*** TASK DATA

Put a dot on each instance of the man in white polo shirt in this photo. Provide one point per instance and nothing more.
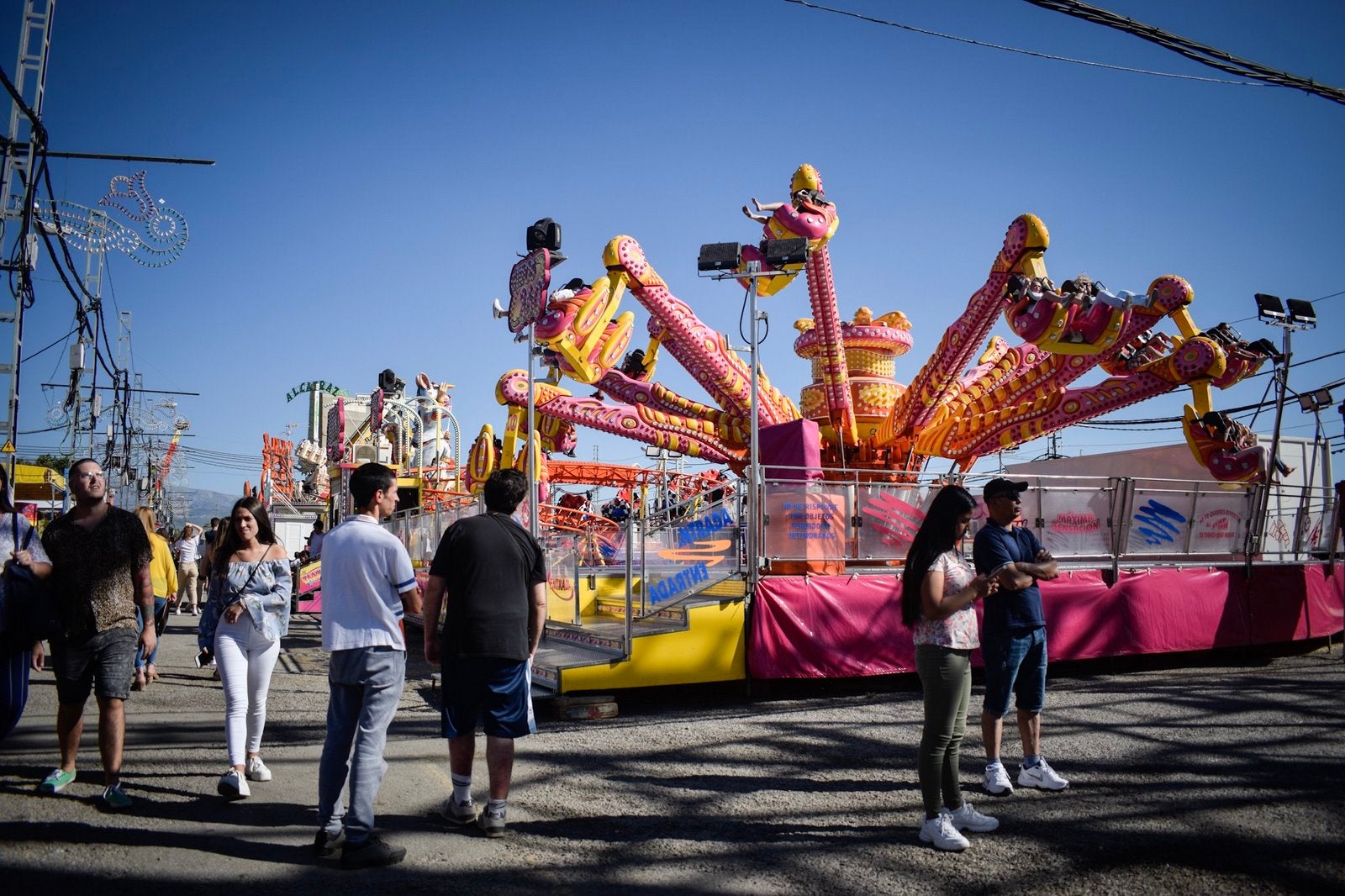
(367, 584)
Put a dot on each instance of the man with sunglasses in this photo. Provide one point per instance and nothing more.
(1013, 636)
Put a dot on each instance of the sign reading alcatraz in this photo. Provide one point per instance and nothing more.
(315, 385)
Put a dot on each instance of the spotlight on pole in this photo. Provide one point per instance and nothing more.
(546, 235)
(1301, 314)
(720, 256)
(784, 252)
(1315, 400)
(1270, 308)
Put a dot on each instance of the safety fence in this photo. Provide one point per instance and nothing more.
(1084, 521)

******
*** TASK DATA

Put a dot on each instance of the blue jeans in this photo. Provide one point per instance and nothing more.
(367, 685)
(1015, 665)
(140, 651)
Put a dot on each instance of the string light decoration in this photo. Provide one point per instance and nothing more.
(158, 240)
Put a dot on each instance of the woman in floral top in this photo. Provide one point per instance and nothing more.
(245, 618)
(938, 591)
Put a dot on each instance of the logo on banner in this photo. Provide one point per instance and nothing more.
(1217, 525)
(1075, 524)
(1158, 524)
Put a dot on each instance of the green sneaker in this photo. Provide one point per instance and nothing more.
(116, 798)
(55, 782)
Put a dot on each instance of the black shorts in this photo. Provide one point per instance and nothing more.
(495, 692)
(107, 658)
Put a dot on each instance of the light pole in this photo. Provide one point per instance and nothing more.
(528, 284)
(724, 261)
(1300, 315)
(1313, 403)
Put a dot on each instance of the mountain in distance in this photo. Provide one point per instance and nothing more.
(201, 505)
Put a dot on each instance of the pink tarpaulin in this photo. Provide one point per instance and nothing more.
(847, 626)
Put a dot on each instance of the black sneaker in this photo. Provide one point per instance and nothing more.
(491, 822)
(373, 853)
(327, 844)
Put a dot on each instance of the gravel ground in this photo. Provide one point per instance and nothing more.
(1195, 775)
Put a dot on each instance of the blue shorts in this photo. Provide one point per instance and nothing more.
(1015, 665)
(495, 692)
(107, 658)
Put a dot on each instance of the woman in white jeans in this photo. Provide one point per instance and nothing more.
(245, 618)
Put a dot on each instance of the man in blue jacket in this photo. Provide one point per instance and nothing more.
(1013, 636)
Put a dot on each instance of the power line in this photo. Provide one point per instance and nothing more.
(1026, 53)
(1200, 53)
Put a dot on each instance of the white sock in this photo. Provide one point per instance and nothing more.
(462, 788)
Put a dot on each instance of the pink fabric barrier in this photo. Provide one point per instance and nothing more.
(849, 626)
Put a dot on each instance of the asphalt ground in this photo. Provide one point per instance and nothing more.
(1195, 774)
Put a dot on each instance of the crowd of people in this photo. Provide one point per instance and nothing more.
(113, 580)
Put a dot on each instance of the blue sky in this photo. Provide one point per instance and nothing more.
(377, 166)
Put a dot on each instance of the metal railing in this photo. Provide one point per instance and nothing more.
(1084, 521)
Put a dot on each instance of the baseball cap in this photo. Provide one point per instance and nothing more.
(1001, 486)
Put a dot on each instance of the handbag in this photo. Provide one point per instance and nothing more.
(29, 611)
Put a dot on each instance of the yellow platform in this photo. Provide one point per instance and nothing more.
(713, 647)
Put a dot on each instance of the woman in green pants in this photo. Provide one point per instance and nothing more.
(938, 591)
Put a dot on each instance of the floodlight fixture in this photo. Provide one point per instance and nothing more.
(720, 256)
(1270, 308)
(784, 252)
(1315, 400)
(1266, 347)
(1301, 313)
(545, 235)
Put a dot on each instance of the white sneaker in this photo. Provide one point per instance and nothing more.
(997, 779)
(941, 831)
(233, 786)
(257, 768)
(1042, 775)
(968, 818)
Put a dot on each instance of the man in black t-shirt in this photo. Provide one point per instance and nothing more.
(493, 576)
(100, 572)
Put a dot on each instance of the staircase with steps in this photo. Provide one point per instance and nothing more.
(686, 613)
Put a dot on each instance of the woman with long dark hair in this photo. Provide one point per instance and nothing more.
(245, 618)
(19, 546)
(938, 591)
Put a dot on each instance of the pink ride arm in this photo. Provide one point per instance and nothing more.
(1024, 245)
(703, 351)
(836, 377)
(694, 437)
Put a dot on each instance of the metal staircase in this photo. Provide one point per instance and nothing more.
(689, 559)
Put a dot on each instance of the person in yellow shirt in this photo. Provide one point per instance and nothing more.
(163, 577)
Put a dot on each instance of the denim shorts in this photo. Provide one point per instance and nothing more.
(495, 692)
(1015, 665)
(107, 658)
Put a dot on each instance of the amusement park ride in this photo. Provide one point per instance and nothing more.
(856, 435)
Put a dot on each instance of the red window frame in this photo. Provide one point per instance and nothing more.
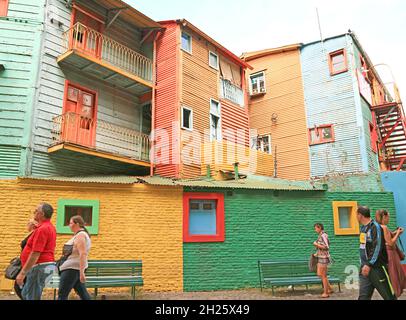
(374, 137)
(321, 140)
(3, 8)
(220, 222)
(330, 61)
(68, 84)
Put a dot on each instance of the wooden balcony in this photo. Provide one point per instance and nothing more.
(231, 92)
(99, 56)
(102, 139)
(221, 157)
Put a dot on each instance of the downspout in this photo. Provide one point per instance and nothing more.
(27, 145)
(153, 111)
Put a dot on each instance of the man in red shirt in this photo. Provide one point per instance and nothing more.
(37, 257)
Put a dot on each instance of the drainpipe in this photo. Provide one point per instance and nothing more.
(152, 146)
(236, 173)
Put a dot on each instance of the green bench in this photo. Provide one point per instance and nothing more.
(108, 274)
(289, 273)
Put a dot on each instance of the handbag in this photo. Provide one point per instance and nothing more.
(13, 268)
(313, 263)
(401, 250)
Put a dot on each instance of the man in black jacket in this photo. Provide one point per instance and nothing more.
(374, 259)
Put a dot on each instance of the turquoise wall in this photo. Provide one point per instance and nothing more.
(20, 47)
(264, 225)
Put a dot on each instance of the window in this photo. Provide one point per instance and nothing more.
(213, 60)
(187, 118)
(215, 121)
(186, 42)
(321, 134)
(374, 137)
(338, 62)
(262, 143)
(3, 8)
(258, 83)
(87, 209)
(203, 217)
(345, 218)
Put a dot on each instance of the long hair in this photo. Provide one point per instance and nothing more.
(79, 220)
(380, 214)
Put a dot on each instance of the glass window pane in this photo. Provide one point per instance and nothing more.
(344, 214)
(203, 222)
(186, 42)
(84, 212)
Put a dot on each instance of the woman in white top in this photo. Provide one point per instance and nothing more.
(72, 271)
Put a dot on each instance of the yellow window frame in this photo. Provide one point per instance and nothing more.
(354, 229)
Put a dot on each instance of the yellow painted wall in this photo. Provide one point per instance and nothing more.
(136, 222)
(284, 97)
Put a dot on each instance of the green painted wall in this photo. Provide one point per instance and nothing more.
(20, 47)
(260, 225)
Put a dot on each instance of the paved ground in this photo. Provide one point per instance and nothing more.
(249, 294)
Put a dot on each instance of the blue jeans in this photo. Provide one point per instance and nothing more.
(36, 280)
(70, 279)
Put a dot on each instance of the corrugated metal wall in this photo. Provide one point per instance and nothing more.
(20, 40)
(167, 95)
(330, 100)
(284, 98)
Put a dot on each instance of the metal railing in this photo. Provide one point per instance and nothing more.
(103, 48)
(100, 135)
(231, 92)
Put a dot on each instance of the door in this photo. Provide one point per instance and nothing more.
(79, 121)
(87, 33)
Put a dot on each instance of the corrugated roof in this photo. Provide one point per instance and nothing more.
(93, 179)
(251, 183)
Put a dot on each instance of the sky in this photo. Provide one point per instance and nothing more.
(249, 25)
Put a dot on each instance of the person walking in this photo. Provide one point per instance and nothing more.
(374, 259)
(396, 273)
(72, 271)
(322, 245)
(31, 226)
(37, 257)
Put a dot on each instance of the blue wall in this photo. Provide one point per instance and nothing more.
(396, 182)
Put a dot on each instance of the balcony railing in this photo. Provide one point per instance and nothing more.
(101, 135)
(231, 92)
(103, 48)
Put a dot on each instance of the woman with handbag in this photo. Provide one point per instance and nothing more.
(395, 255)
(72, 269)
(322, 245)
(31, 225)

******

WRITTEN INSTRUCTION: Can you recast the lines starting at the one containing "Put a dot on each instance of the black sneaker" and ending at the one containing "(1195, 775)" as a numbered list, leaving out any blank lines?

OUTPUT FOR THIS EXERCISE:
1. Put a dot on each instance of the black sneaker in this photo. Provide one point per instance and nothing more.
2. (491, 822)
3. (373, 853)
4. (327, 844)
5. Put a dot on each instance of the gravel ground in this photo. Provide one point per instance and nothing more.
6. (1195, 775)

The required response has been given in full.